> EXERCISE BRIEF:
When you return the entries, keep every word and mark exactly as it is.

Stored records
···
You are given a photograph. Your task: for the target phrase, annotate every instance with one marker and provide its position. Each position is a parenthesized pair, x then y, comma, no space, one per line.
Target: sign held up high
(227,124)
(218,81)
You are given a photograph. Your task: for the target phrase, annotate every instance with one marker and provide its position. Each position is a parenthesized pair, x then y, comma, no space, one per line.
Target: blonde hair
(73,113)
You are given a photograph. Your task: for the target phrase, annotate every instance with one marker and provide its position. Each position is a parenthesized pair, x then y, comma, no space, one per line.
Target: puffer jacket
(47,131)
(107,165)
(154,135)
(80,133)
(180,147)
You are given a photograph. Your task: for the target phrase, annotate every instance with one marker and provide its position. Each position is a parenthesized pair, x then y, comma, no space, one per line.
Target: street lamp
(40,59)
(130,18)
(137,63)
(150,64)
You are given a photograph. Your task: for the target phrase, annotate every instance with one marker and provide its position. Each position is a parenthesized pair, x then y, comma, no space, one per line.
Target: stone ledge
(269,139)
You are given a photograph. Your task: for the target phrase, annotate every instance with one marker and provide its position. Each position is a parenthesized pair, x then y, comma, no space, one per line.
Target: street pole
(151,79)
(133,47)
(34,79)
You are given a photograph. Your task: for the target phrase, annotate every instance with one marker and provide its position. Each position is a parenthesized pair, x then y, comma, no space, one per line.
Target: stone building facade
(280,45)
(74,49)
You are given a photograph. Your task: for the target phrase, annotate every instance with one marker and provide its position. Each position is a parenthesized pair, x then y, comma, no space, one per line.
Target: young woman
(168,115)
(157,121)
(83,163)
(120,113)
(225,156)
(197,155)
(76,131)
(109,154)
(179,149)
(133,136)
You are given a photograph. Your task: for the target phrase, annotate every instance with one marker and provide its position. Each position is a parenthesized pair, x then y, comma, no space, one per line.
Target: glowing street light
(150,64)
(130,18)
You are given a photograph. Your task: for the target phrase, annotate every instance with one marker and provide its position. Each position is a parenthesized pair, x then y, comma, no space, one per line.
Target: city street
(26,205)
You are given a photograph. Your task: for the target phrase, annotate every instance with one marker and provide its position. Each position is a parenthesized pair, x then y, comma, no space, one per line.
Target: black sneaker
···
> THE COMPLETED TASK:
You are given a photograph. Your task: for the target phrase, annotate every instance with one marker and provide its position. Each position is a parenthesized pair, x then y, comma, no space, one per line.
Target: sign held up high
(227,124)
(218,81)
You are given a photograph. Your task: for the target phrase, annotate every instance with one marker and provide its position. Each position is a parenthesized pair, x then y, comma, no space, one per line.
Target: blonde hair
(73,113)
You are given a photograph. Your task: for the target phrase, annotate every instance with one marker and provide its position. Each position is a parenthesized pair, x then y, comma, no space, one per line.
Target: puffer jacket
(47,131)
(107,165)
(154,135)
(80,133)
(180,147)
You are given a photograph. Your task: for the target phrase, annotate every instance with one marker and provide its position. Each position is a parenthesized pair, x then y, comma, no space, one per line.
Target: street lamp
(40,59)
(130,18)
(137,63)
(150,64)
You are given a photograph. Your task: for the target phrase, annotate every instance with one marker and provide its position. Each position is a parenthesized pair, x then y, comma, no space, one per line.
Target: stone ledge
(269,139)
You are given a photograph. Your task: for the target phrase, annotate every instance with one marker and provide its position. Each position is a parenthesized pair, x then y, comma, no space, one per line.
Target: street pole
(151,79)
(133,47)
(34,79)
You are given a photograph. Your task: for the target phrase, annotate every instance with one marker and provide its position. Each position is a parenthesized pair, x then y, comma, no space, one per line.
Target: stone building facade
(280,45)
(74,49)
You are given a photograph. Your task: for the target phrase, annotate every instance with one marker and provide its position. Each position is a parenthesized pair, x then y, comma, no space, one per line.
Target: young woman
(168,115)
(157,121)
(83,163)
(120,113)
(225,156)
(197,155)
(76,131)
(109,154)
(179,149)
(133,136)
You are given a photograph. Your task: for the target phrase, annotate every instance with one marker and provide its position. Each position is a parenthesized pair, x then y, comma, no space, one per line.
Target: glowing street light
(150,64)
(130,18)
You are given a photograph. Your task: for the target phrase, annotate every instance with one marker and provide its position. Each position is a parenthesized pair, x then y, comma, no space, one per line.
Target: city street
(26,205)
You are given a photograph. Your task: for the target phrase, annotate every instance with one marker and provide its position. Each position is a parenthesized pair, x then y, comma, no space, one per line.
Target: black sneaker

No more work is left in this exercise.